Given request »
Lay out the rows below as a two-column Markdown table headed No. and Line, numbering each line in order and skipping blank ones. Begin at the line that has "Where can the white vest" and stop after the line that has "(1164, 192)".

Information provided »
%%

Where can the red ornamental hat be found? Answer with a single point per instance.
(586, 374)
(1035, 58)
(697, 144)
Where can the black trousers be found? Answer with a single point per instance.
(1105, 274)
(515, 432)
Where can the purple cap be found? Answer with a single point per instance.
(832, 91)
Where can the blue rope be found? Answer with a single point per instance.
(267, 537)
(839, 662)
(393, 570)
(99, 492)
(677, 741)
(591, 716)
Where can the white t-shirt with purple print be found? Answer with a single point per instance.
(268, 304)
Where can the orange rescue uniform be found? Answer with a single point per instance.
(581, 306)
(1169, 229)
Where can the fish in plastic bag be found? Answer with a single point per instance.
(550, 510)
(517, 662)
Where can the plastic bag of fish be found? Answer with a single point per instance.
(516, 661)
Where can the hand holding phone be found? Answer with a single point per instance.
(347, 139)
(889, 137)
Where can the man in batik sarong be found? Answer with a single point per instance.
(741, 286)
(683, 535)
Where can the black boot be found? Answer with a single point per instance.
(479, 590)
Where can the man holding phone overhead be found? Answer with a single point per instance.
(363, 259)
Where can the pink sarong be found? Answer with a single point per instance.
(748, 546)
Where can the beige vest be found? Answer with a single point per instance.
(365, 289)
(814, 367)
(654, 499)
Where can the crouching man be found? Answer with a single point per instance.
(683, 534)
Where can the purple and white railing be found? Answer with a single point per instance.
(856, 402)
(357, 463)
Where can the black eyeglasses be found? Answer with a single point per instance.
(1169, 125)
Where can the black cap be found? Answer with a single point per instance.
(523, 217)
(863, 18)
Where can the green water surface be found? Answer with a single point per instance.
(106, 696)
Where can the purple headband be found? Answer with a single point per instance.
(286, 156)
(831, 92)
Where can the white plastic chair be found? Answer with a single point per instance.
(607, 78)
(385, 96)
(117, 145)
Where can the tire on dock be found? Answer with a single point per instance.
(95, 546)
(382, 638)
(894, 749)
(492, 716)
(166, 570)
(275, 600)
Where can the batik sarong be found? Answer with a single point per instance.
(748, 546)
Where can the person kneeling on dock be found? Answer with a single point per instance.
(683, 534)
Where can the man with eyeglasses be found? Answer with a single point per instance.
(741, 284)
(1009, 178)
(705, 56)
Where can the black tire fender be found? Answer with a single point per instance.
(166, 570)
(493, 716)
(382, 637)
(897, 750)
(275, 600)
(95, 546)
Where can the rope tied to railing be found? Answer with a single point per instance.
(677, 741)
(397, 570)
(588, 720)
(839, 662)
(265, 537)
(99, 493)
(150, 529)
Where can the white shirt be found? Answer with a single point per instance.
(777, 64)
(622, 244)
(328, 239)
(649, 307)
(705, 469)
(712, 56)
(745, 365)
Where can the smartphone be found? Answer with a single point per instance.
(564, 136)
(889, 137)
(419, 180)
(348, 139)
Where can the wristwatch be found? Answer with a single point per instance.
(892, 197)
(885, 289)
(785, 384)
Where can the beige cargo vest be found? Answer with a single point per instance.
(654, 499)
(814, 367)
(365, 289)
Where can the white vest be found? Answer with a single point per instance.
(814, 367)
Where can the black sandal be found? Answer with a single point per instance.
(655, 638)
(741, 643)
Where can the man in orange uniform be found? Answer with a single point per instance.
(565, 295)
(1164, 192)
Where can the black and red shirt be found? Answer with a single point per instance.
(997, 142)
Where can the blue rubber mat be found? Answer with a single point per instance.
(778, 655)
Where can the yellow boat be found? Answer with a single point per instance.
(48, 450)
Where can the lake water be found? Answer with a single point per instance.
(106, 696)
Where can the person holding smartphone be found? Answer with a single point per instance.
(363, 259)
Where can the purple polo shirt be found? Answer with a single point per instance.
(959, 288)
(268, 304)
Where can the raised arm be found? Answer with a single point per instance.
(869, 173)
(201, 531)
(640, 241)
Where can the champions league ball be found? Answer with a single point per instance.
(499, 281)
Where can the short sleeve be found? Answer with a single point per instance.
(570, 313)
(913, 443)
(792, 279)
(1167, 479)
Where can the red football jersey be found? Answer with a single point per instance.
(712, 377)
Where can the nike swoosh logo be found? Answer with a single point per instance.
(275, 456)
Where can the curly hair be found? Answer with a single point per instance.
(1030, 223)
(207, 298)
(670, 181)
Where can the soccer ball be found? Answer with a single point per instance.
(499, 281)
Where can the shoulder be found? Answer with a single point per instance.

%%

Correct result »
| No. | Line |
|---|---|
| 1 | Where can the white vest be found? Answer with a single point per instance. |
| 2 | (814, 367) |
| 3 | Where can the black sandal be found? Answer with a single point per instance. |
| 4 | (655, 638) |
| 5 | (741, 643) |
| 6 | Where can the man in orange uniform be found? Answer with a single point per instance. |
| 7 | (565, 295) |
| 8 | (1164, 192) |